__GIVEN INSTRUCTION__
Nothing should be left out: output all of the entries exactly.

__MATERIAL__
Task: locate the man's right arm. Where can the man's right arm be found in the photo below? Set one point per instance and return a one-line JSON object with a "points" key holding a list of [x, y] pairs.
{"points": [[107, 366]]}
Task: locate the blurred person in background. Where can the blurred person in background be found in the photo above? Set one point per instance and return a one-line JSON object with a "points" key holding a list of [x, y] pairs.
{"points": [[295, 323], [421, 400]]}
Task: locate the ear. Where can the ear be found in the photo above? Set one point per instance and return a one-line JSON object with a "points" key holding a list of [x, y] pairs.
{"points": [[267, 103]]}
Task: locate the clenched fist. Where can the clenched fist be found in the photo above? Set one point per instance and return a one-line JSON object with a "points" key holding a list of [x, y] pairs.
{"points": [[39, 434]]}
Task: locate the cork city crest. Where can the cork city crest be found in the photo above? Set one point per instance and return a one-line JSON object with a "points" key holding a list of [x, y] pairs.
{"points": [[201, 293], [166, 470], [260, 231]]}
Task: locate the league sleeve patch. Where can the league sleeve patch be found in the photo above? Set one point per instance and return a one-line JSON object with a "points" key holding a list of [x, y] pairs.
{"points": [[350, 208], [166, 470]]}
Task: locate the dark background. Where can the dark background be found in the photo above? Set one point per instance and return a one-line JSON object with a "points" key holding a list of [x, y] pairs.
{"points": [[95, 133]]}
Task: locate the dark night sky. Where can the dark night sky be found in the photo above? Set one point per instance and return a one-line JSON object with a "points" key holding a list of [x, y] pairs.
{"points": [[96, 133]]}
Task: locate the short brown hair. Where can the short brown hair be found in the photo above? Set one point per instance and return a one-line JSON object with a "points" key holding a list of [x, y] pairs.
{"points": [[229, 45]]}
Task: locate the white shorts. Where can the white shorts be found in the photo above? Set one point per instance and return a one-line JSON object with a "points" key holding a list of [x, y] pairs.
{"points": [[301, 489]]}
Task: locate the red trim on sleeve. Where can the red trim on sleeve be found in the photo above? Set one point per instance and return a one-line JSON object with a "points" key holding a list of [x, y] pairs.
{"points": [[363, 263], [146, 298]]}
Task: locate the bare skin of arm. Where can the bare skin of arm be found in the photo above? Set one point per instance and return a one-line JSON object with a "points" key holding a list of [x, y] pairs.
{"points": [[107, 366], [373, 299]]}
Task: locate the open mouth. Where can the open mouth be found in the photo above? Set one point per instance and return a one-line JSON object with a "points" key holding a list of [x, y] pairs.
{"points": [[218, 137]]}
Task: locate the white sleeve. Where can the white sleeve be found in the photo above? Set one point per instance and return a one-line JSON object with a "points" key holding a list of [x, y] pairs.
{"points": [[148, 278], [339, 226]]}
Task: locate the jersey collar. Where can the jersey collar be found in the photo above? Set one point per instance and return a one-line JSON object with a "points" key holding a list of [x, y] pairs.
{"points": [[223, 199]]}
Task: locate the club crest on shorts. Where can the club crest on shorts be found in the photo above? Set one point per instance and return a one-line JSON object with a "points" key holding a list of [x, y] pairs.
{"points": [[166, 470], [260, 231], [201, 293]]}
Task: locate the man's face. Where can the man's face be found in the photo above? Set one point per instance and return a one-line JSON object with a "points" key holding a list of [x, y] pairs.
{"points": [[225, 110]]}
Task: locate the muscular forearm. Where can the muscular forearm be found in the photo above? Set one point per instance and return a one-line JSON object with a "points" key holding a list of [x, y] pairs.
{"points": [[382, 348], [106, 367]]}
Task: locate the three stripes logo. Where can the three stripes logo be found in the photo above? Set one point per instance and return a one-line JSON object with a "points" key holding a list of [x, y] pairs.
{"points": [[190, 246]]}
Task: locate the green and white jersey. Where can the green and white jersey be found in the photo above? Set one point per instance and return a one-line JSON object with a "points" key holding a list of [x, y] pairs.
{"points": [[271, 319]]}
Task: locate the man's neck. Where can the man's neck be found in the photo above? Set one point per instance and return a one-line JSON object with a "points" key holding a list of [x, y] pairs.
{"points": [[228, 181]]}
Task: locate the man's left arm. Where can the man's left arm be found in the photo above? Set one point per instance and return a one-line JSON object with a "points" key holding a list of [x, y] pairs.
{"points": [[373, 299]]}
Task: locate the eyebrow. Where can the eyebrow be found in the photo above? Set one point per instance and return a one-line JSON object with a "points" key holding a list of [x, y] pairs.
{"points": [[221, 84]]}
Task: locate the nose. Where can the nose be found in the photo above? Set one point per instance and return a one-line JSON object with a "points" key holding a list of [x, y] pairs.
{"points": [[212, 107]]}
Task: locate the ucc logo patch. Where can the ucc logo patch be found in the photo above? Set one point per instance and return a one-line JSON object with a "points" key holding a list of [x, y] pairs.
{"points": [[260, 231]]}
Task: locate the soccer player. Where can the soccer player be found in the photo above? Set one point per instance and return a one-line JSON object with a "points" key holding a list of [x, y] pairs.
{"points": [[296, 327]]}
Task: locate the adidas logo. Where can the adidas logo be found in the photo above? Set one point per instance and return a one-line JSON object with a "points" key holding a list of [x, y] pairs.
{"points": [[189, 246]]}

__TASK OUTPUT__
Task: locate the man's right arm. Where can the man's right arm be found in the photo below? Set one point per instance and return a one-line JSON object with a "points" key holding a list of [x, y] pairs.
{"points": [[107, 366]]}
Task: locate the blurred person in background. Where can the blurred person in background be found in the photo above? Set one point per instance and return a one-line JSON object with a "points" key holding a list of [x, y] pairs.
{"points": [[295, 323], [421, 400]]}
Task: locate the ear. Where can the ear be found in the photo above? Set one point per instance and return a one-line JSON object with a "points" key holding a list of [x, y] pairs.
{"points": [[267, 103]]}
Task: locate the clenched fist. Where can the clenched fist be found in the photo above? Set one point per instance and return a one-line JSON object with a "points" key holding a list of [x, y] pairs.
{"points": [[39, 434]]}
Task: locate the cork city crest. Where can the cork city crest be found in the photo above? Set one point per instance and return a one-line JSON object with a "points" key holding a list of [x, y] pairs.
{"points": [[201, 293], [166, 470], [260, 231]]}
Task: locate the league sleeve patch. Where can the league sleeve patch be found in the photo above? Set one point per instance and return a one-line JSON object with a "points" key holding a list of [x, y] pairs.
{"points": [[350, 208], [166, 470]]}
Task: locate the dark background. Where can the dark background be found in the photo above? Set one point per instance and return a one-line JSON object with a "points" key holding a list of [x, y] pairs.
{"points": [[95, 133]]}
Task: locate the dark night sky. Where can the dark night sky be found in the photo above? Set one point per instance and return a one-line JSON object with a "points" key holding a list of [x, y] pairs.
{"points": [[96, 133]]}
Task: locate the short brown hair. Where can the short brown hair be found in the photo above? Set one point per instance and return a one-line JSON object with a "points" key holding a list of [x, y] pairs.
{"points": [[229, 45]]}
Task: locate the white shorts. Where can the white shorts be found in the photo above? Set one point per instance and return a one-line JSON object with a "points" key holding a list of [x, y] pairs.
{"points": [[301, 489]]}
Task: locate the red trim on sleeve. Where can the red trim on sleeve be found in the photo above? Set one point per instance and return a one-line JSON object with a "points" key holding a list of [x, y] pairs.
{"points": [[363, 263], [146, 298]]}
Task: locate the bare skin of arm. Where can the bare skin of arm be found in the photo above? Set one point per instance and return a one-line JSON object with a "points" key holding a list of [x, y] pairs.
{"points": [[107, 366], [373, 299]]}
Task: locate the open mouth. Where can the open mouth be found in the photo above? Set one point per instance and return a one-line JSON object with a "points" key holding a list of [x, y] pairs.
{"points": [[218, 137]]}
Task: locate the white sleeve. Where can the white sleeve be found in the photo above? Set one point per instance and return a one-line JSON object with a "points" key holding a list of [x, y] pairs.
{"points": [[148, 278], [339, 226]]}
Task: locate the jersey collar. Where can the jersey collar be found in the photo above? Set one point per instance and return a one-line JSON object with a "points" key holding a list of [x, y] pairs.
{"points": [[223, 199]]}
Task: locate the club crest on shorts. Where can the club crest on shorts be found in the photo above? Set one point per instance and return a one-line JSON object with a "points" key holding a list of [x, y] pairs.
{"points": [[166, 470], [260, 231], [201, 293]]}
Task: locate the man's face. Where can the man's face be found in the photo above? Set one point per instance and return a one-line JSON object with a "points" key holding a list of [x, y] pairs.
{"points": [[225, 110]]}
Task: locate the muscular forearm. Where can the muscular forearm be found in the photo above? Set one point per instance and return a one-line JSON object with a "points" key holding a list of [x, y] pairs.
{"points": [[382, 348], [106, 367]]}
Task: locate the three stripes logo. Where can the three stripes logo be found in the photo above? Set one point per instance and return a one-line JSON object with a "points" key holding a list of [x, y] pairs.
{"points": [[190, 246]]}
Task: locate the green and white jersey. Where can the green and white jersey be found in the photo above? Set one point per instance and return a one-line JSON object with a "points" key holding a list of [x, y] pairs.
{"points": [[271, 319]]}
Task: locate the man's neck. Where can the man's neck be found in the photo above? Set one point per instance and return a one-line JSON object with a "points" key holding a list of [x, y] pairs.
{"points": [[228, 181]]}
Task: locate the man's left arm. Where can the man's left arm be found in the photo above? Set one point per instance and return a one-line JSON object with a "points" key holding a list of [x, y] pairs.
{"points": [[373, 299]]}
Task: locate the eyebrow. Where can the eyebrow be found in the photo above? Set one point per instance and return a one-line JSON object with a "points" key holding a list of [x, y] pairs.
{"points": [[221, 84]]}
Task: locate the nose. Where can the nose be found in the photo above? Set one point per instance and return a one-line JSON object with a "points" key holding a list of [x, y] pairs.
{"points": [[212, 107]]}
Task: locate the ucc logo patch. Where can the ucc logo patch be found in the photo above? Set one point per instance and return a one-line JSON object with a "points" key holding a list of [x, y] pairs.
{"points": [[260, 231]]}
Task: locate the soccer player. Where can the soccer player be found in the photo above? Set one point per instance and return a one-line JSON object with a "points" key holding a list of [x, y] pairs.
{"points": [[296, 327]]}
Task: locate the adidas logo. Where can the adidas logo be found in the photo above? Set one point per instance and return a one-line JSON object with a "points" key holding a list of [x, y] pairs.
{"points": [[189, 246]]}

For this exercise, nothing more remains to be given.